** SUPPLIED INFORMATION follows **

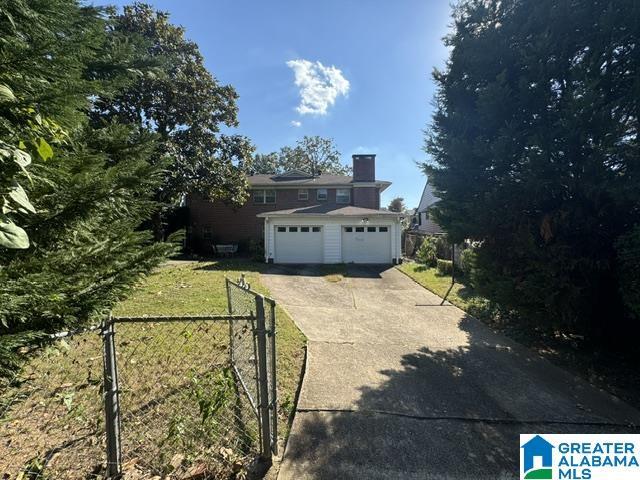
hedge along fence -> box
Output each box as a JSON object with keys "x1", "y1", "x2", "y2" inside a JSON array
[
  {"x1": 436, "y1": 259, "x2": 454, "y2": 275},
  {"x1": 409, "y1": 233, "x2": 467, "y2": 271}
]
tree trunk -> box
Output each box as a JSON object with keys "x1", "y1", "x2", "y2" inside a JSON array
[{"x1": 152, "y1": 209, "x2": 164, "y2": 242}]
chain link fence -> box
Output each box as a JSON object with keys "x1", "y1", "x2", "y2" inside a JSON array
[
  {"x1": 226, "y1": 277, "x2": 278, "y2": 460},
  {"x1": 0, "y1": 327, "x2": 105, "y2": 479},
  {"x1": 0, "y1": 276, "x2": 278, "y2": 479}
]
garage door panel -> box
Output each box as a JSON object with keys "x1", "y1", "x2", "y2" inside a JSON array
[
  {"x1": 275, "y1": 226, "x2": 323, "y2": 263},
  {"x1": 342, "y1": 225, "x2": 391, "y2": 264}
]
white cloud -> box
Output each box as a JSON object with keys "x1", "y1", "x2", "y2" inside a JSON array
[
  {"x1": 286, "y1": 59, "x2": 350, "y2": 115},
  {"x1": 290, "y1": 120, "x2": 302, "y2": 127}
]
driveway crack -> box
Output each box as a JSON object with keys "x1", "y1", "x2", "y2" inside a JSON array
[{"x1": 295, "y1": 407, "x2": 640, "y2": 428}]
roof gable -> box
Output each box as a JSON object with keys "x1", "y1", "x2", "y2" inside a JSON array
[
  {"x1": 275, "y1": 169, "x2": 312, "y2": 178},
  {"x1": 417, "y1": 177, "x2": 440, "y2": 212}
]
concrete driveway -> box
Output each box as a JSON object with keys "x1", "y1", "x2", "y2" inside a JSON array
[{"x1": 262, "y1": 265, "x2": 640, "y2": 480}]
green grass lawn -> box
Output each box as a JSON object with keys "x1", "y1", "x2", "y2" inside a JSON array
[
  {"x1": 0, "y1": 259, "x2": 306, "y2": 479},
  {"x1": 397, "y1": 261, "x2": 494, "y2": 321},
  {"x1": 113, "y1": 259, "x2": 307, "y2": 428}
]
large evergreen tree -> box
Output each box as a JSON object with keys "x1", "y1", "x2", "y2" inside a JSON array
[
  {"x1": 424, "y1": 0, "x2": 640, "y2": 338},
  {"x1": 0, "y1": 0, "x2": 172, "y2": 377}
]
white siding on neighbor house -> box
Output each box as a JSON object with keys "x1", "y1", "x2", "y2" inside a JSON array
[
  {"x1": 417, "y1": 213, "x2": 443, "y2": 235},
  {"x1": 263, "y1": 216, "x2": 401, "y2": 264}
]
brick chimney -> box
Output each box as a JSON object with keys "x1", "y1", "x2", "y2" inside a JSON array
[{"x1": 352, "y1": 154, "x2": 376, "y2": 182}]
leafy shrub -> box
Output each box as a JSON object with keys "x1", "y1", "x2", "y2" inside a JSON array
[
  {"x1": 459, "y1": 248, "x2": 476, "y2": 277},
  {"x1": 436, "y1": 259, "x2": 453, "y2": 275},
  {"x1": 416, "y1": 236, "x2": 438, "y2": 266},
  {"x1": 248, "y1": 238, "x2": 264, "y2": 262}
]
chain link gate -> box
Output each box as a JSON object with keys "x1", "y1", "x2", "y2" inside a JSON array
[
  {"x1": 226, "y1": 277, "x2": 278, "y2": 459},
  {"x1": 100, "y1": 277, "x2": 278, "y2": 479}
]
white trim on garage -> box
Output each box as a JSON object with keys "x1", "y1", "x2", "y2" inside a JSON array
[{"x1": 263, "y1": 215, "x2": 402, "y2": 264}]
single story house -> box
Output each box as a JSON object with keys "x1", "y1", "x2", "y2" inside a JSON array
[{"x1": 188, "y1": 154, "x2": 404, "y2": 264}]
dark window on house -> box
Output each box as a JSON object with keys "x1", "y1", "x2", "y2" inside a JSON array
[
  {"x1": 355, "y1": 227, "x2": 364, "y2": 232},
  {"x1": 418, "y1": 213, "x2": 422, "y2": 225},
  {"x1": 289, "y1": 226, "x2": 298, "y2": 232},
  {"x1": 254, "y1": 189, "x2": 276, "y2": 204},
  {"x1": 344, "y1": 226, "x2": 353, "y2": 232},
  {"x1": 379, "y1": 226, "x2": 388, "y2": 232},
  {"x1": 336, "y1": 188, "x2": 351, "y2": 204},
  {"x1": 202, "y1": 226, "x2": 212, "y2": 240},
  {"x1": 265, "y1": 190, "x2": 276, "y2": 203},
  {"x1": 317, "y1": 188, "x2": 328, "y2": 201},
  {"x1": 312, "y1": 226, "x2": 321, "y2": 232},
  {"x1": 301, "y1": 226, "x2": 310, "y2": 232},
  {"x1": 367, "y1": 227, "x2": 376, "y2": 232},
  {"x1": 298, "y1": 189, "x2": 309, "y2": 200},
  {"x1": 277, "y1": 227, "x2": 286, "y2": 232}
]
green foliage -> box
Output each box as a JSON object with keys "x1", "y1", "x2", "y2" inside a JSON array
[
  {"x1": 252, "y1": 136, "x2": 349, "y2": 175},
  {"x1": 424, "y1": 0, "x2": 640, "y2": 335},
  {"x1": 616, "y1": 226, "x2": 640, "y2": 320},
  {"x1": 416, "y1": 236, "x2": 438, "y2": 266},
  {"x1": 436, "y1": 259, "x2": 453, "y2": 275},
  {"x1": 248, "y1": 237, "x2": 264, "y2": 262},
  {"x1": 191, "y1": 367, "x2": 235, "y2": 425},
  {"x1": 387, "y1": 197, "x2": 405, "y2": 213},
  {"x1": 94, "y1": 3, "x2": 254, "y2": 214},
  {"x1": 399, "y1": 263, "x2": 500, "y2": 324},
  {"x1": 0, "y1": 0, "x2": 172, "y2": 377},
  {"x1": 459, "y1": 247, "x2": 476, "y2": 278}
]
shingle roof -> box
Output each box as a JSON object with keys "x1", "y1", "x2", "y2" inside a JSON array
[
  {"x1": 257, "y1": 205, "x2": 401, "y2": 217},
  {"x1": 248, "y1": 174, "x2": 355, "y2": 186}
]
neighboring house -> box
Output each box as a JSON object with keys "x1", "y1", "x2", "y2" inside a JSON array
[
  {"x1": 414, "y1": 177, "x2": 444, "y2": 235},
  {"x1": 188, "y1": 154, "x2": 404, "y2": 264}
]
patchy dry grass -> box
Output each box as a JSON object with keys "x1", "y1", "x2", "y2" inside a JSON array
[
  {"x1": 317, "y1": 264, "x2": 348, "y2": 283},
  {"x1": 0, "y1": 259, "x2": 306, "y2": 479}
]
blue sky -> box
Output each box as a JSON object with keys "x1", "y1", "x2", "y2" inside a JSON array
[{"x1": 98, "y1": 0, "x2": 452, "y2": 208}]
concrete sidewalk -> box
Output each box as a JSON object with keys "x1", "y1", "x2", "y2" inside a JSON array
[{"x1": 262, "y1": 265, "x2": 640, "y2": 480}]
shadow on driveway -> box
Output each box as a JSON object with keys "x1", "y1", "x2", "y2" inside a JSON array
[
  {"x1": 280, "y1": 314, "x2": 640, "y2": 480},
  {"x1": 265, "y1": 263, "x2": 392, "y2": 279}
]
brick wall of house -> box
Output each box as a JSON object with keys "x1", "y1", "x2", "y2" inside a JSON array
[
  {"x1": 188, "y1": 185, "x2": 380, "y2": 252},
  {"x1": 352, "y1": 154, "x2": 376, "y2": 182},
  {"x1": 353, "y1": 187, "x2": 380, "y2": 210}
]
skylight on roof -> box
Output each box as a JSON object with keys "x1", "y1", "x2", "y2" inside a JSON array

** End of SUPPLIED INFORMATION **
** SUPPLIED INFORMATION follows **

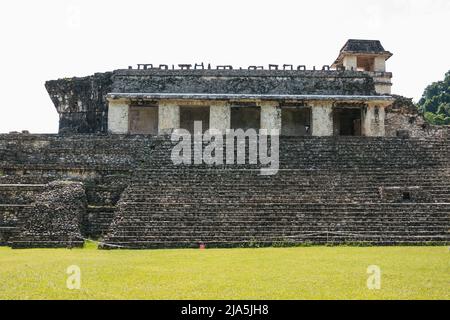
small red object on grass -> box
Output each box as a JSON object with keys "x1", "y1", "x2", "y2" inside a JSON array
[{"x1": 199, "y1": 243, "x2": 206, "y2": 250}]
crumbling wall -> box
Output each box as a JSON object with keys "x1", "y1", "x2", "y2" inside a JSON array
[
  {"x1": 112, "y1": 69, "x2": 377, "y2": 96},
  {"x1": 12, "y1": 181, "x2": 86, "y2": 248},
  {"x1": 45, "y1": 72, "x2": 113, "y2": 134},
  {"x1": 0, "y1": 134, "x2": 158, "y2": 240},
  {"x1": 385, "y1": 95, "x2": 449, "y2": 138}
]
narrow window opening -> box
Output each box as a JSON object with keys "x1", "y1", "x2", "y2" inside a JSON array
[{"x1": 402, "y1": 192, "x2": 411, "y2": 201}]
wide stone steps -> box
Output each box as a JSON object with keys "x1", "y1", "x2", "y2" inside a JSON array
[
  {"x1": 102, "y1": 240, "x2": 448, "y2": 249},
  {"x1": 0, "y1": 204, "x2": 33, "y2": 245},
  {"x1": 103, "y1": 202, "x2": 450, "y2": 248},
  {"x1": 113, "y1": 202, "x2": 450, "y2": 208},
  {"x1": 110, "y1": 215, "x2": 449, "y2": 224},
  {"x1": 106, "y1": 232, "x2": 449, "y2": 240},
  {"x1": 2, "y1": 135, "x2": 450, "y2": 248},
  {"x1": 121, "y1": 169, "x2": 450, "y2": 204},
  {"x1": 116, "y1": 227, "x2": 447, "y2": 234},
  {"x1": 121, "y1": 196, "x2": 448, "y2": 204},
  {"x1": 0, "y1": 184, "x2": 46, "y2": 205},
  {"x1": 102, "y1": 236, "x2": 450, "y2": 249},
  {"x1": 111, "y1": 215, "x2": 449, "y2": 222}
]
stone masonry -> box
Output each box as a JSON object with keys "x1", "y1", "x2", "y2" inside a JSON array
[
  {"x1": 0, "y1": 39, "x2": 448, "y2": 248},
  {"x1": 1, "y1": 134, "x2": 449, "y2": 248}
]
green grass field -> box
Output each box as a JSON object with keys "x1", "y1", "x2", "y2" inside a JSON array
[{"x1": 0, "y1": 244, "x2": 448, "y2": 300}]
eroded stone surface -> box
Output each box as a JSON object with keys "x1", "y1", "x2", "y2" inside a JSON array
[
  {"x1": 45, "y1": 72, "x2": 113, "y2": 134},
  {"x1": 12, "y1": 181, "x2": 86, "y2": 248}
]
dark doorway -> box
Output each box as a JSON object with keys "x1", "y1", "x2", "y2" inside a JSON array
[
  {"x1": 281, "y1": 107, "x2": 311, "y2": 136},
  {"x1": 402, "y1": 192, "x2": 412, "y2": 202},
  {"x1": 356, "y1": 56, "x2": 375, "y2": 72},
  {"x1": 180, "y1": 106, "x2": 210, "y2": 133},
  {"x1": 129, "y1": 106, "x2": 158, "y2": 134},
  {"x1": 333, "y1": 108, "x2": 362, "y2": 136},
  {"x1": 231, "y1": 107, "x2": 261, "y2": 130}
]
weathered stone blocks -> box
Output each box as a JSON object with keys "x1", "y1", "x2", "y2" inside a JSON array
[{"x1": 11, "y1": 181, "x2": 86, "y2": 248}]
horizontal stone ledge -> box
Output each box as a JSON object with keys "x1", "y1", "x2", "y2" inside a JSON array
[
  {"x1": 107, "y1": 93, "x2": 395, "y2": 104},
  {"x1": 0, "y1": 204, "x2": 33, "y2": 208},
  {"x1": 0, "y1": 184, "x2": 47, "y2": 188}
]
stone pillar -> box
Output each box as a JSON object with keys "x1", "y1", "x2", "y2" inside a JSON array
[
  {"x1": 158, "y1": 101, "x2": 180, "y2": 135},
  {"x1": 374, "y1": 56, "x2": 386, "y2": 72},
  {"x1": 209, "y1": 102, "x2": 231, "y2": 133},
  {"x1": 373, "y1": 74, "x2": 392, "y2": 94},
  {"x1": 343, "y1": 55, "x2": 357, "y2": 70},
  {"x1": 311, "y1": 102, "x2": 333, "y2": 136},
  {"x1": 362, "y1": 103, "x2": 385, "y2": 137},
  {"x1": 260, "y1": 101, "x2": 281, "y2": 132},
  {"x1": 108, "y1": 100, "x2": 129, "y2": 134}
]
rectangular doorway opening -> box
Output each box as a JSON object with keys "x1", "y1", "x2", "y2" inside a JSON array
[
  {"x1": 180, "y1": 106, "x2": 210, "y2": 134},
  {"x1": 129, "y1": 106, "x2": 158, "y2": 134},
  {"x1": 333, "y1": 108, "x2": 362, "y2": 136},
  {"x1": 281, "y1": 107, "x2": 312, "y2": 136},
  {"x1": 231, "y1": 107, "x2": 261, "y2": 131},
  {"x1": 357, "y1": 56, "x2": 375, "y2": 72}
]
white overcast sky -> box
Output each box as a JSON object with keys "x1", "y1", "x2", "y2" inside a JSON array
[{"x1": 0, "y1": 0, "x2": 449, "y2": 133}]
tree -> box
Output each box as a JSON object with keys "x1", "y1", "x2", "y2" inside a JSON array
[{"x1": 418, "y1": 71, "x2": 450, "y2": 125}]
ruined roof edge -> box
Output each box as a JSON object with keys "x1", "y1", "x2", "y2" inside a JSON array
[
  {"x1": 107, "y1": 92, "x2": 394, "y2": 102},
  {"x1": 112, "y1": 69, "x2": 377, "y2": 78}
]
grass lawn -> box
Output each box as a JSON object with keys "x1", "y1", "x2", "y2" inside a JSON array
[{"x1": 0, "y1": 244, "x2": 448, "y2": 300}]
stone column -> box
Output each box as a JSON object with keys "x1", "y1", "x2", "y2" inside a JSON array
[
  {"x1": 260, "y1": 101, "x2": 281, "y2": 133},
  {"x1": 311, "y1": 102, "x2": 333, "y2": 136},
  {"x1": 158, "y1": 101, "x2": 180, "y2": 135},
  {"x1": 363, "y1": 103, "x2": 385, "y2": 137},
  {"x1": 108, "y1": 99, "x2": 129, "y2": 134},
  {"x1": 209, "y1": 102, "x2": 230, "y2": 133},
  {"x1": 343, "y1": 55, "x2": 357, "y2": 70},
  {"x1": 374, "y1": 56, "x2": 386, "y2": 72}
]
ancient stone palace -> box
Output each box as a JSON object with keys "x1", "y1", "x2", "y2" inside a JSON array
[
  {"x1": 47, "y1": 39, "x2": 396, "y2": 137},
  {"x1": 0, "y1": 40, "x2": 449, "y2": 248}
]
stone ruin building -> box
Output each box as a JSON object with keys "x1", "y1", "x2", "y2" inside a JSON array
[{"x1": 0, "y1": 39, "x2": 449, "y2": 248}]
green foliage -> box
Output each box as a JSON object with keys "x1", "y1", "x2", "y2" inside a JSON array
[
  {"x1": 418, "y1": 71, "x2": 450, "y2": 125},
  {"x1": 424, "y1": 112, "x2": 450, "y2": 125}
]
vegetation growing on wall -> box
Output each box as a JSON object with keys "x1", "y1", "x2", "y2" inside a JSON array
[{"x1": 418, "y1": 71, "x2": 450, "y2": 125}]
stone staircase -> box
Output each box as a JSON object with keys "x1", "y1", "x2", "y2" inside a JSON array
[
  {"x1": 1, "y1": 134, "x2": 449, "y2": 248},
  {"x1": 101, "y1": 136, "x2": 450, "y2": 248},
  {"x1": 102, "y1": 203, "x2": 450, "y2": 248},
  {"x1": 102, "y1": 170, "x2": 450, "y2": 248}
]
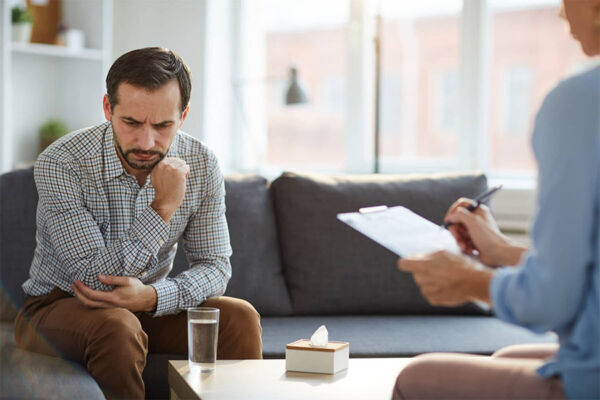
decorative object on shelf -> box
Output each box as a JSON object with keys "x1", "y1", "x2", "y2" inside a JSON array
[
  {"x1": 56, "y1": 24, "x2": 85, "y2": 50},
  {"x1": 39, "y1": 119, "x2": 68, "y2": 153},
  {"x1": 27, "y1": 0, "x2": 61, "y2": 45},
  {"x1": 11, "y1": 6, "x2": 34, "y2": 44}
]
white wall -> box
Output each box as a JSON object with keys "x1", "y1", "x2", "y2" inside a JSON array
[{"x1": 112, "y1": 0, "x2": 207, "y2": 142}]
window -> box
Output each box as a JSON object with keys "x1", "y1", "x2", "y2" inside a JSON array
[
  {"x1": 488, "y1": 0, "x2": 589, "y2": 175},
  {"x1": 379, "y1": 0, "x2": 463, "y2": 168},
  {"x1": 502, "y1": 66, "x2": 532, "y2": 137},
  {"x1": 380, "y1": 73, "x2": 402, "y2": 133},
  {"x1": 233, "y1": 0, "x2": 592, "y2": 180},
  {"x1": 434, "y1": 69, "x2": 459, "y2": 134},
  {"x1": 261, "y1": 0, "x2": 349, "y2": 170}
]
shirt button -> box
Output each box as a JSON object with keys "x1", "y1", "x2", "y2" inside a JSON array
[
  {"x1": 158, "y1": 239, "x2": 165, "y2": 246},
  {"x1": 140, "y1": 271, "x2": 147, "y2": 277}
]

** End of SUPPLIED INFORMATION **

WHAT THIS TASK INVOLVES:
Nothing but lines that contain "driveway" should appear in the answer. Copy each from the records.

OUTPUT OF THE TASK:
driveway crack -> box
concrete driveway -> box
shadow on driveway -> box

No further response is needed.